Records
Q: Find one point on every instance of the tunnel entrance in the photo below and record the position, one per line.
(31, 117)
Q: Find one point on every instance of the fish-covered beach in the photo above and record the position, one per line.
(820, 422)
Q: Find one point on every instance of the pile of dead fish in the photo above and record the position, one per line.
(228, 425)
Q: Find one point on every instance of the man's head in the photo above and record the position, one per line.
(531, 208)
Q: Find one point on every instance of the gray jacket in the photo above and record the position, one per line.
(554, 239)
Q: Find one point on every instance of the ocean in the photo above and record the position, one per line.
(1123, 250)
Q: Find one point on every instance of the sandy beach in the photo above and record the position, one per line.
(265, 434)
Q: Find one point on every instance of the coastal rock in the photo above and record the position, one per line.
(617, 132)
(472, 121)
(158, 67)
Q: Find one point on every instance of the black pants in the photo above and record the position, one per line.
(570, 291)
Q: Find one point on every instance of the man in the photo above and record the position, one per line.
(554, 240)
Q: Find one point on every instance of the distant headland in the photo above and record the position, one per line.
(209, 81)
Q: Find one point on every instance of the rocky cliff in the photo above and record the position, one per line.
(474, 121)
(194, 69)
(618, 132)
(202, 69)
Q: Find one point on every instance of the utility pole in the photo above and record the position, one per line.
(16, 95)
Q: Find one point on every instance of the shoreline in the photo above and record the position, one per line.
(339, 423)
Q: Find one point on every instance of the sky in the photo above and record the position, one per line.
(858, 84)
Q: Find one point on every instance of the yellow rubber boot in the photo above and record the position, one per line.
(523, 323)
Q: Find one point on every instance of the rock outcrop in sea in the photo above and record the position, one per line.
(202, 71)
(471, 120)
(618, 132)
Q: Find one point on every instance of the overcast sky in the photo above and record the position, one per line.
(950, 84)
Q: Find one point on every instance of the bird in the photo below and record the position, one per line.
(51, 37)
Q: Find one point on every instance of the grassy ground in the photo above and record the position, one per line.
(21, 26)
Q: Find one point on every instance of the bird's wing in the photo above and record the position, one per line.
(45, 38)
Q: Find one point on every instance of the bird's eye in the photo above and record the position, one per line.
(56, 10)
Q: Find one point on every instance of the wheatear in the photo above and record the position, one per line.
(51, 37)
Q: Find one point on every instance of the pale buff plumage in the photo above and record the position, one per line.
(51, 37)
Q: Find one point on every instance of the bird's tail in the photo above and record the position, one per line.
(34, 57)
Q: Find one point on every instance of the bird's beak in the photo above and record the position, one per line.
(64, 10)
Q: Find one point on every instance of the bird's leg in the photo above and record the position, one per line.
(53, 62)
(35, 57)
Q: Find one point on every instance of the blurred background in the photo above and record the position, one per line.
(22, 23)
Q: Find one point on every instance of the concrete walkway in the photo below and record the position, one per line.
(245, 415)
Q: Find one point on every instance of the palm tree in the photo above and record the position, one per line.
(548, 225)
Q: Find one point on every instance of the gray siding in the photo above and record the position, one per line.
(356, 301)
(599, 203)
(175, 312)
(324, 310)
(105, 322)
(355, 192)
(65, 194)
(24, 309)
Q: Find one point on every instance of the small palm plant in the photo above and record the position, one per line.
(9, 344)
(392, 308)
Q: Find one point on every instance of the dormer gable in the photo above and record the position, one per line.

Task goal >> Copy the rows again, starting at the line that has "Q: Find one point on every instance of the wheatear" and continuing through the last row. Swap "gray siding" for "vinyl siding" and leave everything else as it is.

Exercise output >>
Q: Find one point on every instance of the wheatear in the photo above and record the position, one per line.
(51, 37)
Q: Find one point on every instance of the pale buff plumage in the photo above and record the position, one per line.
(51, 37)
Q: Find one point on every instance of the bird's tail in the photo above and record the position, one per line.
(34, 57)
Q: Find one point on every instance of the bird's beak in the photo above and record the position, one per line.
(64, 10)
Q: Find one point on every instance of the bird's leg in the photo above and record the position, one per line.
(53, 62)
(35, 57)
Q: Find one point on every instance of the blurred background in the photo above and record the position, one per line.
(22, 23)
Q: Find one point on every instance of the concrete walkway in the photo below and record the position, one per line.
(245, 415)
Q: Find one point on every instance of the palm tree in the photo above and record the position, one per line.
(548, 225)
Q: Find one point on every instance of the vinyl siding in the photo above and record the position, one per line.
(356, 301)
(599, 203)
(175, 312)
(324, 310)
(105, 322)
(355, 192)
(65, 194)
(24, 309)
Q: Find one point on every instance of the small palm plant in the photo above and record the position, one per line.
(9, 344)
(392, 308)
Q: Find one point on every instance of the dormer gable in the photo above and record the position, one per line.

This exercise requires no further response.